● PROBLEM
Count the lines in the items below that contain the string "glove", treating uppercase and lowercase letters as distinct. Reply with the number alone.

Items from a data source:

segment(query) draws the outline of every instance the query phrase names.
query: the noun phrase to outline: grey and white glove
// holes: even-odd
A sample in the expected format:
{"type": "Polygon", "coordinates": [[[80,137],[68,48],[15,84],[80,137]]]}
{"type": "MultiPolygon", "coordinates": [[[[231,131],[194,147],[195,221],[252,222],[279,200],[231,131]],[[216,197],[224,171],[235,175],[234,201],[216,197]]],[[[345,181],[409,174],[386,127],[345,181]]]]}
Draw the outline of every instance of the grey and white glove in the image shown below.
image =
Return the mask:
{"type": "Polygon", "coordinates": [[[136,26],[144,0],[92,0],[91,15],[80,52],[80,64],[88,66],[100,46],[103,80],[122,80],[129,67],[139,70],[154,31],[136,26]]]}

● THE RESULT
2